__MATERIAL TO PROCESS__.
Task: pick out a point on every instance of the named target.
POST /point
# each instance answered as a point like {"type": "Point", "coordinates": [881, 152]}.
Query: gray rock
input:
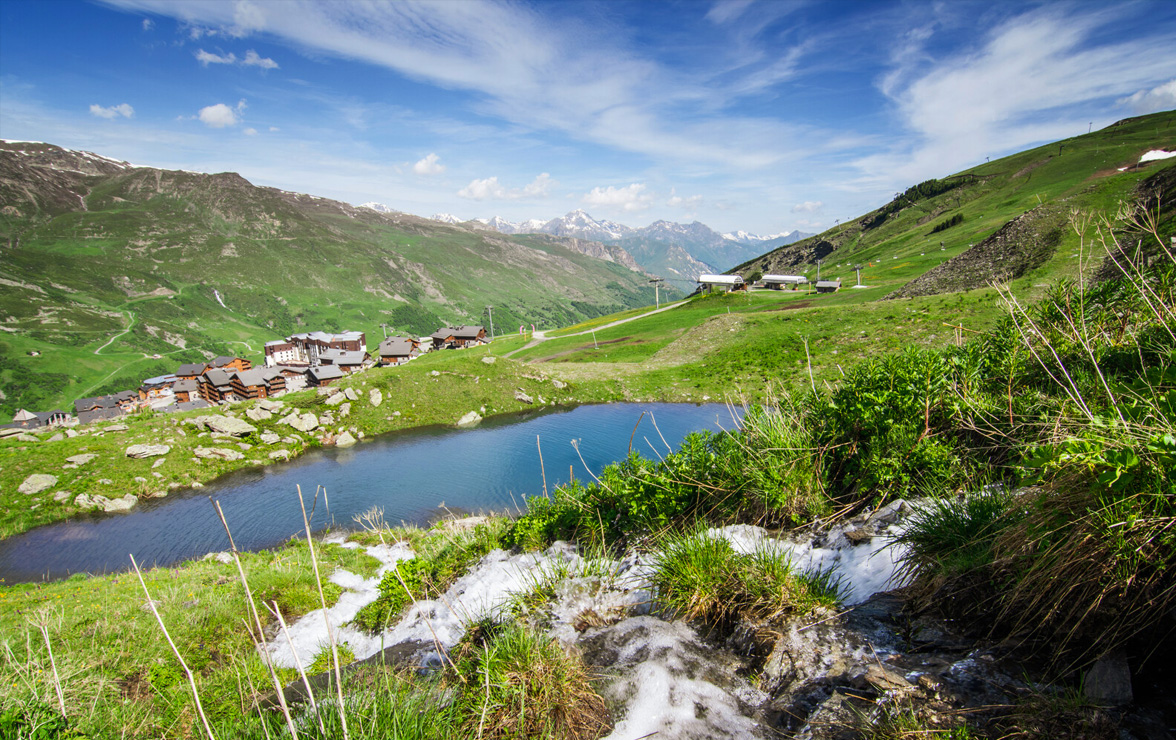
{"type": "Point", "coordinates": [305, 422]}
{"type": "Point", "coordinates": [147, 451]}
{"type": "Point", "coordinates": [469, 420]}
{"type": "Point", "coordinates": [85, 500]}
{"type": "Point", "coordinates": [222, 453]}
{"type": "Point", "coordinates": [38, 482]}
{"type": "Point", "coordinates": [258, 414]}
{"type": "Point", "coordinates": [121, 505]}
{"type": "Point", "coordinates": [1109, 681]}
{"type": "Point", "coordinates": [228, 425]}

__WRITTEN EXERCISE__. Output a faithful copy of the data, with each picture left out.

__RESPONSE FOR THIS EXERCISE__.
Task: pick out a point on every instance of the named target.
POST /point
# each instance answered as a point like {"type": "Point", "coordinates": [881, 152]}.
Query: gray rock
input:
{"type": "Point", "coordinates": [305, 422]}
{"type": "Point", "coordinates": [147, 451]}
{"type": "Point", "coordinates": [469, 420]}
{"type": "Point", "coordinates": [85, 500]}
{"type": "Point", "coordinates": [222, 453]}
{"type": "Point", "coordinates": [38, 482]}
{"type": "Point", "coordinates": [258, 414]}
{"type": "Point", "coordinates": [121, 505]}
{"type": "Point", "coordinates": [1109, 681]}
{"type": "Point", "coordinates": [228, 425]}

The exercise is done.